Your answer must be the full set of entries, repeated exactly.
+++ DATA SUPPLIED +++
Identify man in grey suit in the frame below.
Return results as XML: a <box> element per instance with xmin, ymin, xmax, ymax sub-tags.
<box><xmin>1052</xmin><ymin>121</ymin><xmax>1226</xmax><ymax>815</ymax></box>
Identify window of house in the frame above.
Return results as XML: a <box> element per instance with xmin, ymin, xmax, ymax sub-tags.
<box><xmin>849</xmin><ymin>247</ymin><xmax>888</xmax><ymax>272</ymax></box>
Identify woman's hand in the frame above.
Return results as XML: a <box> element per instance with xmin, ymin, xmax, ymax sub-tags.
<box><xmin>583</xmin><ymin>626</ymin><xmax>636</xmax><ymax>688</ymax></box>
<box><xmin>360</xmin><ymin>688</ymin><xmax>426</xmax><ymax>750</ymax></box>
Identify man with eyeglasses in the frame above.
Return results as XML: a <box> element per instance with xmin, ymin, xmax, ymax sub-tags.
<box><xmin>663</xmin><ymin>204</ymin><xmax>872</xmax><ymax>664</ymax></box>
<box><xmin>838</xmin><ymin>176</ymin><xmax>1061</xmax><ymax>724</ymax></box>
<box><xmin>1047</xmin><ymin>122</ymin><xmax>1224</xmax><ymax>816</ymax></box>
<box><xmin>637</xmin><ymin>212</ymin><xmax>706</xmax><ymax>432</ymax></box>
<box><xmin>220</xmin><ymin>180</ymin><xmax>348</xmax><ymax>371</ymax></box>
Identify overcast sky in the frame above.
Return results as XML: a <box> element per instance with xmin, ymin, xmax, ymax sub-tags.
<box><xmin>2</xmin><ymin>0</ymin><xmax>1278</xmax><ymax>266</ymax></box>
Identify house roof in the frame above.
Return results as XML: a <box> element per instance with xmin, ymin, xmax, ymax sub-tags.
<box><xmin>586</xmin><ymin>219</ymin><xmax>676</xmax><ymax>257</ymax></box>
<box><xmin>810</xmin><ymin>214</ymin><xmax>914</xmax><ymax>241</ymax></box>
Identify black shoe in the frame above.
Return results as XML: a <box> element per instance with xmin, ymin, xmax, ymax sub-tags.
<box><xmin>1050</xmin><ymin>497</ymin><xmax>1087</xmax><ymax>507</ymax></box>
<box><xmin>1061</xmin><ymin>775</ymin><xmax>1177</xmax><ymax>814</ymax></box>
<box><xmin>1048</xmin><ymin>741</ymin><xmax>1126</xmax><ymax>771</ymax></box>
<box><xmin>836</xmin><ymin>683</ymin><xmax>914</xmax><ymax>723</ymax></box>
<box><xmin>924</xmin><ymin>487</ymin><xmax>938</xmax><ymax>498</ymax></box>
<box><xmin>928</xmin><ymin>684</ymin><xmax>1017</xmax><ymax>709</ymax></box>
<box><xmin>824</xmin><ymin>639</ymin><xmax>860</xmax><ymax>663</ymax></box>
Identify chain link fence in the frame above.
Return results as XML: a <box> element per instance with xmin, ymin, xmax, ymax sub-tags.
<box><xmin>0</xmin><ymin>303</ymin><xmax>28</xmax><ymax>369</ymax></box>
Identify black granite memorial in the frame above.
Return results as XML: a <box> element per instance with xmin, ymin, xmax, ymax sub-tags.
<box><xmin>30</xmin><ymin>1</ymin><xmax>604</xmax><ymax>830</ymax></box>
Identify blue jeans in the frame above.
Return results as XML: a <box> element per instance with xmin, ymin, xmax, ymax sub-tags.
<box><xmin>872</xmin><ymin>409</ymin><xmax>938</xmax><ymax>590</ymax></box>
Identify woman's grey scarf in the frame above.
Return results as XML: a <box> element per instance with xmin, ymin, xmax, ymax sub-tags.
+++
RESPONSE AREA:
Identify man in grey suit in the frame below.
Return results as XML: a <box> element per instance with xmin, ymin, xmax, ymax sub-tags.
<box><xmin>1052</xmin><ymin>121</ymin><xmax>1226</xmax><ymax>815</ymax></box>
Identify window of house in the frame above.
Return results as XML: a <box> element per instance with xmin, ymin, xmax, ymax sub-tags.
<box><xmin>849</xmin><ymin>247</ymin><xmax>888</xmax><ymax>272</ymax></box>
Identify woman's hand in the frame above.
Return results as XML: a <box> element per instance with xmin, ymin, xmax, ymax sub-tags.
<box><xmin>583</xmin><ymin>626</ymin><xmax>636</xmax><ymax>688</ymax></box>
<box><xmin>360</xmin><ymin>688</ymin><xmax>426</xmax><ymax>750</ymax></box>
Identify man with eyeglasses in the frame above.
Return results as XML: a <box> element per instance with xmin, ymin, xmax, ymax sub-tags.
<box><xmin>663</xmin><ymin>204</ymin><xmax>872</xmax><ymax>664</ymax></box>
<box><xmin>838</xmin><ymin>176</ymin><xmax>1061</xmax><ymax>724</ymax></box>
<box><xmin>1047</xmin><ymin>122</ymin><xmax>1224</xmax><ymax>816</ymax></box>
<box><xmin>637</xmin><ymin>212</ymin><xmax>706</xmax><ymax>432</ymax></box>
<box><xmin>220</xmin><ymin>180</ymin><xmax>348</xmax><ymax>371</ymax></box>
Identify overcast sky in the frame above.
Return results as XML: a <box> element per instance with xmin, ymin, xmax, ymax sub-tags.
<box><xmin>2</xmin><ymin>0</ymin><xmax>1278</xmax><ymax>266</ymax></box>
Identify house roof in the frame above.
Return results as XML: a <box> element per instance with xmin, ymin, xmax, ymax sub-tags.
<box><xmin>586</xmin><ymin>219</ymin><xmax>676</xmax><ymax>257</ymax></box>
<box><xmin>810</xmin><ymin>214</ymin><xmax>914</xmax><ymax>241</ymax></box>
Identify black shoe in the frame above.
Return results as XML: a <box> element per instance with xmin, ymin, xmax, ymax sub-tags.
<box><xmin>1050</xmin><ymin>497</ymin><xmax>1087</xmax><ymax>507</ymax></box>
<box><xmin>1061</xmin><ymin>775</ymin><xmax>1177</xmax><ymax>814</ymax></box>
<box><xmin>1048</xmin><ymin>741</ymin><xmax>1126</xmax><ymax>771</ymax></box>
<box><xmin>836</xmin><ymin>683</ymin><xmax>914</xmax><ymax>723</ymax></box>
<box><xmin>924</xmin><ymin>487</ymin><xmax>938</xmax><ymax>498</ymax></box>
<box><xmin>928</xmin><ymin>684</ymin><xmax>1017</xmax><ymax>709</ymax></box>
<box><xmin>824</xmin><ymin>639</ymin><xmax>860</xmax><ymax>663</ymax></box>
Identify chain link fence in the frame above.
Return results as XML: a <box> element per instance with xmin, ymin, xmax, ymax sub-tags.
<box><xmin>0</xmin><ymin>303</ymin><xmax>28</xmax><ymax>369</ymax></box>
Identify black granite memorial in the frame above.
Return results as XML: a <box> element per instance with xmin, ymin, xmax, ymax sub-tags.
<box><xmin>30</xmin><ymin>1</ymin><xmax>604</xmax><ymax>830</ymax></box>
Identify blue jeans in the frame above.
Return results as XML: a <box> element per instance with xmin, ymin, xmax, ymax sub-tags.
<box><xmin>872</xmin><ymin>409</ymin><xmax>938</xmax><ymax>590</ymax></box>
Identify woman's grey scarf in the frame above.
Return results as XML: a <box> element per instance with xmin, ymin, xmax, ymax sub-tags.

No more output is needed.